Fragmento de lectura:
::::::::::

En los tres productos de esta semana confluyen Larry David, Everardo González y Woody Allen: mi comediante favorito, mi documentalista de cabecera y uno de mis tres directores predilectos. El primero es un corto documental sin desperdicio (se agradece esa tendencia a contar cosas en pocos minutos: decía Alejandro Zambra que él no escribe en la página en blanco, sino que borra la página negra. La síntesis es un arte en sí misma); el segundo es quizá uno de los mejores documentales mexicanos en los últimos tiempos (y Netflix se lanza a rescatarlo), mientras que el último es una de las mejores películas de todos los tiempos. Cuando todo esto pase, diría Fito Páez, tendré que volver a amar. Volver a ver Annie Hall es un buen comienzo.
- Long Shot (Jacob LaMendola, 2017)

::::::::::

Listado proporcionado:
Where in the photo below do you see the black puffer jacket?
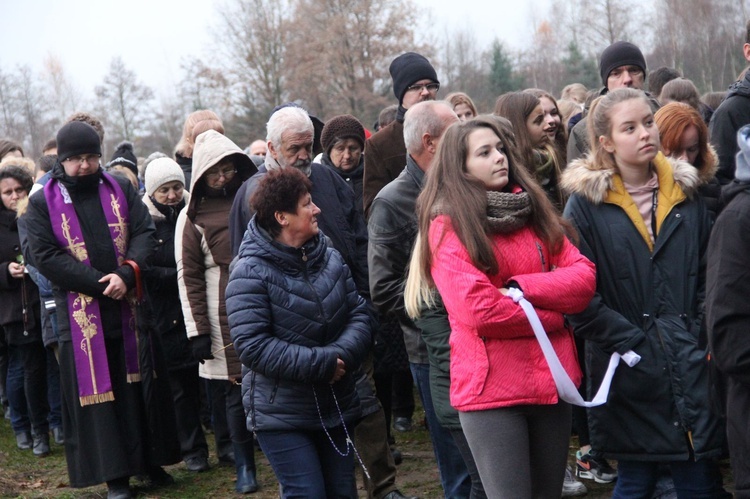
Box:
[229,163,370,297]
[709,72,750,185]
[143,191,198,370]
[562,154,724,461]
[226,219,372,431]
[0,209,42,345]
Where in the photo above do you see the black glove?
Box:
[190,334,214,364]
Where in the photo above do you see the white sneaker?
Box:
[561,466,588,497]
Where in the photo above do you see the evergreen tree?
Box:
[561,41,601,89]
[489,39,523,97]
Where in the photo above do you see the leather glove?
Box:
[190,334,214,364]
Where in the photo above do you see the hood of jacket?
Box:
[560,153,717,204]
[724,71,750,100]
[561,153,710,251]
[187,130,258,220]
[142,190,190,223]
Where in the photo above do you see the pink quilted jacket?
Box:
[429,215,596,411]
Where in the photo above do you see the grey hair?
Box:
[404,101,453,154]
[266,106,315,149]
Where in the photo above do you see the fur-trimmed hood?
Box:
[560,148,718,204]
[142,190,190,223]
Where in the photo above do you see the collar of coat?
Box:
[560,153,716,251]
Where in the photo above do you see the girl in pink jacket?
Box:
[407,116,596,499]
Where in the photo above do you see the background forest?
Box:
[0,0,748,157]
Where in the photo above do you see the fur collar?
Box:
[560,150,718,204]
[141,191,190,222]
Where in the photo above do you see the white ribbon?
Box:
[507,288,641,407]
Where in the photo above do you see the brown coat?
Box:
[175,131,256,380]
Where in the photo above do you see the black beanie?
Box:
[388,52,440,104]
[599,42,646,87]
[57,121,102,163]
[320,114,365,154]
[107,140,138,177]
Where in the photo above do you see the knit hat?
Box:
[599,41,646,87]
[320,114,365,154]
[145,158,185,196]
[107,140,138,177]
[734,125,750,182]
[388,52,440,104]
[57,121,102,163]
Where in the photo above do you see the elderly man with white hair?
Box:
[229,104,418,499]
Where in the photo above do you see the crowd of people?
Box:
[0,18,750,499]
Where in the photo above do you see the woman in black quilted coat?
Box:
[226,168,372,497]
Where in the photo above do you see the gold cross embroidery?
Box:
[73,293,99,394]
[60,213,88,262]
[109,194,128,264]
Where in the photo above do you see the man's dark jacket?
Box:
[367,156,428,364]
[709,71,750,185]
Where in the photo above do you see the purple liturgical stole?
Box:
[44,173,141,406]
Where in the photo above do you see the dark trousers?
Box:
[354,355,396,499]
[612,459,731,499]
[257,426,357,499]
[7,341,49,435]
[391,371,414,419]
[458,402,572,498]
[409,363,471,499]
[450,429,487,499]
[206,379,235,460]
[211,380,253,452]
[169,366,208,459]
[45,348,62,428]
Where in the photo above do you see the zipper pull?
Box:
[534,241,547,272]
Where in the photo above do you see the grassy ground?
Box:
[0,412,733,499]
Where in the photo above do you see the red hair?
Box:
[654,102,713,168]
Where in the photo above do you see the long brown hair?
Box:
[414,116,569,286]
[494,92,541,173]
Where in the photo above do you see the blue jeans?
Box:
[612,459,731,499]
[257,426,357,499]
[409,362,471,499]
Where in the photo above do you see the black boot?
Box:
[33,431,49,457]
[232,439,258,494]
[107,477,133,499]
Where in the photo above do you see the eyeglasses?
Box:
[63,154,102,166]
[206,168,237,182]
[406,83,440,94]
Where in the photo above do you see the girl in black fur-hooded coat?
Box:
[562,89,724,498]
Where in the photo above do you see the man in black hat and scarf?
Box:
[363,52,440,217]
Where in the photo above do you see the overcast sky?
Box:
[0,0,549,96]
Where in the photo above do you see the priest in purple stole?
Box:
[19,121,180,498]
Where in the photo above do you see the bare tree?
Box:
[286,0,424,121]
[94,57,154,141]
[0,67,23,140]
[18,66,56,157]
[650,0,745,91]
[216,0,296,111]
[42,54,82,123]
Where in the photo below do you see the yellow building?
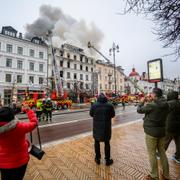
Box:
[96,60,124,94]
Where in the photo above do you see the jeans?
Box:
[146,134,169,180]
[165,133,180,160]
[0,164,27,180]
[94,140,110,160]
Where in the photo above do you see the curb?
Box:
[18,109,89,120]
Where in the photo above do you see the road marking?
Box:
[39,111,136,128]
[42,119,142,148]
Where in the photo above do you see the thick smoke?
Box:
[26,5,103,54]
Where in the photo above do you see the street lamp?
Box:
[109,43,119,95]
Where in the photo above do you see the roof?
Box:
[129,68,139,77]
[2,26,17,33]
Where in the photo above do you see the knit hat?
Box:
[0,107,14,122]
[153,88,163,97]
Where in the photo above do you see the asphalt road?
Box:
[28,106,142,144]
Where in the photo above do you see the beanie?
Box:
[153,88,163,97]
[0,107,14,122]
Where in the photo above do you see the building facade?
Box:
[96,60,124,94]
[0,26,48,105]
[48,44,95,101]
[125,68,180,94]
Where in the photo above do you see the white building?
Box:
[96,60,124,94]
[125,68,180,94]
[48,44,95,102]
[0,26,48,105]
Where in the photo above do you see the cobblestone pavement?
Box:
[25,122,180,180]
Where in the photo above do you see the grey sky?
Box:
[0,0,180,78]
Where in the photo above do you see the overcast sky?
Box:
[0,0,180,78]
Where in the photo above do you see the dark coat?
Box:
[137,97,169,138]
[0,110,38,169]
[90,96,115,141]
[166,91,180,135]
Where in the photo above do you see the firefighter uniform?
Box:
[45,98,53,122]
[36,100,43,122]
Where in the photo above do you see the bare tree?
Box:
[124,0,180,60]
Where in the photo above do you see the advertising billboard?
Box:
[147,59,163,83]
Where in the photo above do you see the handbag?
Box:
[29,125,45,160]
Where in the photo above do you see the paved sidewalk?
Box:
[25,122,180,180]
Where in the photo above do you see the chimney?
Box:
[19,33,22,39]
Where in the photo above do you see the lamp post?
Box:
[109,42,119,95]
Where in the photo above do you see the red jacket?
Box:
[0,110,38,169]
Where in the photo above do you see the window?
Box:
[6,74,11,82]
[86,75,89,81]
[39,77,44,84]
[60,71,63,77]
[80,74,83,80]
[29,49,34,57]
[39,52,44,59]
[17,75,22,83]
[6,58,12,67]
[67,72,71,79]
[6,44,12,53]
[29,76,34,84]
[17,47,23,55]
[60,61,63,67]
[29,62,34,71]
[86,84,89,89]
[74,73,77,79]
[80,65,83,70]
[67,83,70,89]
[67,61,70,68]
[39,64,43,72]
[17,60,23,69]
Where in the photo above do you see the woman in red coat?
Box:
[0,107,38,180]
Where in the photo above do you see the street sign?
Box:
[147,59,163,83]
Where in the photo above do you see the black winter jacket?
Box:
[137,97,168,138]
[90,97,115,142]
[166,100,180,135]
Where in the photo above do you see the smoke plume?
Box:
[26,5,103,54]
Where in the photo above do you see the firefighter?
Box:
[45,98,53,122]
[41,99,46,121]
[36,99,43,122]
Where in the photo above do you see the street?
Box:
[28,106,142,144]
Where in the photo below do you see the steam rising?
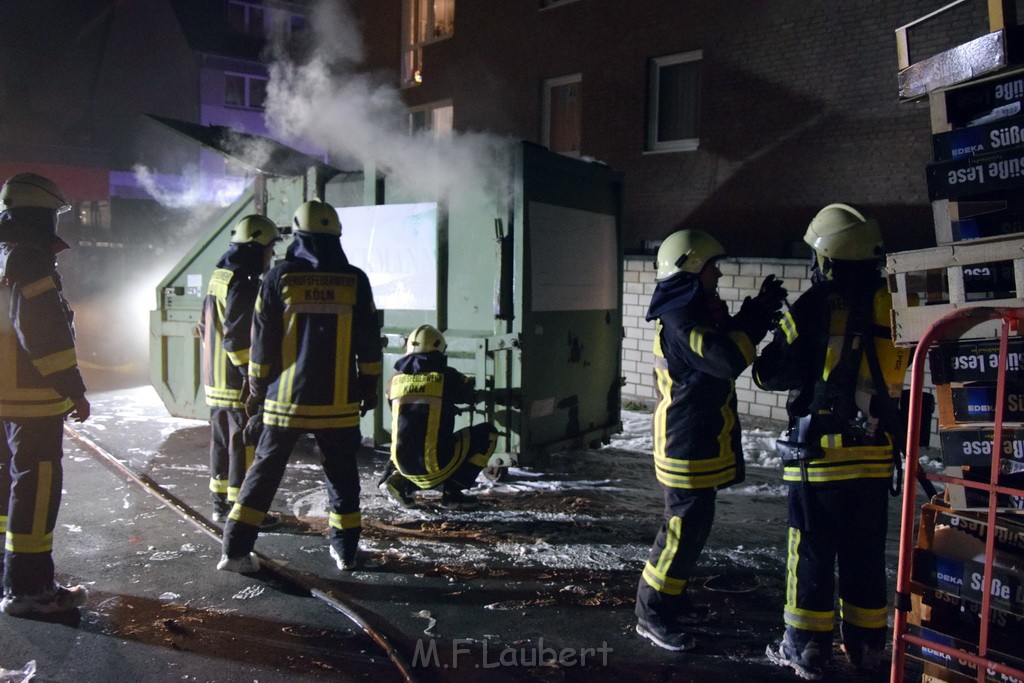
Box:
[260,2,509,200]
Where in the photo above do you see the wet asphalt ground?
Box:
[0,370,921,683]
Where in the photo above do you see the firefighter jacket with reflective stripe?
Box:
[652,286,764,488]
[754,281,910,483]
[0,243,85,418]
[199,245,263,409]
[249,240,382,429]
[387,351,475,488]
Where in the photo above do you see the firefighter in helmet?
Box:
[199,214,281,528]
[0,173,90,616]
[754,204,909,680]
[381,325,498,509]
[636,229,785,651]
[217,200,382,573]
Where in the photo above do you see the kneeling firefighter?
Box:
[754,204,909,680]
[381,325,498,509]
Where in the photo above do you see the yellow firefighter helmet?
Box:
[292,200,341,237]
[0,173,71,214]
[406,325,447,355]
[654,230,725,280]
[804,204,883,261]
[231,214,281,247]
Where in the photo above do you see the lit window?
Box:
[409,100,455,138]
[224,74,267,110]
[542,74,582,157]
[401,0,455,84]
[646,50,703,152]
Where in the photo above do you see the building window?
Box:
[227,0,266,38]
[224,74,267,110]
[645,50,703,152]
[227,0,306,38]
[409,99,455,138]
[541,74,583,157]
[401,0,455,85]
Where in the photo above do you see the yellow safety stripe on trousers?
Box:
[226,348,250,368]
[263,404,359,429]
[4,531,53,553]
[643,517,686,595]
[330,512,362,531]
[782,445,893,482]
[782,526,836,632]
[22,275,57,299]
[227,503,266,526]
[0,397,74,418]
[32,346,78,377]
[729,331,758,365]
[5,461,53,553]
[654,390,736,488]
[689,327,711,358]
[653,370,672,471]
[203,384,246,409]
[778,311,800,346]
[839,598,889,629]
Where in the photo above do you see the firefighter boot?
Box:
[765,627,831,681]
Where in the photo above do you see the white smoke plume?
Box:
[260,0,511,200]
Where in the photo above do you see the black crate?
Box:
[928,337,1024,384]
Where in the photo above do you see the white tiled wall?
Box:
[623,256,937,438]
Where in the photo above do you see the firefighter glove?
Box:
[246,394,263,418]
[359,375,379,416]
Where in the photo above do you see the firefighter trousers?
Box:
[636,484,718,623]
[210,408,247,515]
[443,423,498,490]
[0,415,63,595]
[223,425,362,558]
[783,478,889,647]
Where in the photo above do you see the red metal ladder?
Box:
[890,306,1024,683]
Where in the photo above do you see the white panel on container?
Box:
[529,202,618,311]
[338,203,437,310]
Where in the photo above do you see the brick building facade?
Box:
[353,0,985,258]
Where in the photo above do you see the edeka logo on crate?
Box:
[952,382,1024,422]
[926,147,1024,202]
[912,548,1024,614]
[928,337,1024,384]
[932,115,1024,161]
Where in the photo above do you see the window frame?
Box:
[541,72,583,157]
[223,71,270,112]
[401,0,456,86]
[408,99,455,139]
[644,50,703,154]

::::::::::

Consigna 1:
Transcriba el fragmento de lectura comenzando en "En los tres" y terminando en "(Jacob LaMendola, 2017)", con "Fito Páez" sustituido por "Joaquín Sabina".
Consigna 2:
Repita tal cual las líneas del listado comenzando en la que contiene "Where in the photo above do you see the firefighter glove?" y terminando en la que contiene "[890,306,1024,683]", ambas incluidas.

Respuesta esperada 1:
En los tres productos de esta semana confluyen Larry David, Everardo González y Woody Allen: mi comediante favorito, mi documentalista de cabecera y uno de mis tres directores predilectos. El primero es un corto documental sin desperdicio (se agradece esa tendencia a contar cosas en pocos minutos: decía Alejandro Zambra que él no escribe en la página en blanco, sino que borra la página negra. La síntesis es un arte en sí misma); el segundo es quizá uno de los mejores documentales mexicanos en los últimos tiempos (y Netflix se lanza a rescatarlo), mientras que el último es una de las mejores películas de todos los tiempos. Cuando todo esto pase, diría Joaquín Sabina, tendré que volver a amar. Volver a ver Annie Hall es un buen comienzo.
- Long Shot (Jacob LaMendola, 2017)

Respuesta esperada 2:
Where in the photo above do you see the firefighter glove?
Box:
[246,394,263,418]
[359,375,379,416]
Where in the photo above do you see the firefighter trousers?
Box:
[636,484,718,623]
[210,408,247,515]
[443,423,498,490]
[0,415,63,595]
[223,425,362,558]
[783,478,889,647]
Where in the photo above do you see the red metal ladder?
Box:
[890,306,1024,683]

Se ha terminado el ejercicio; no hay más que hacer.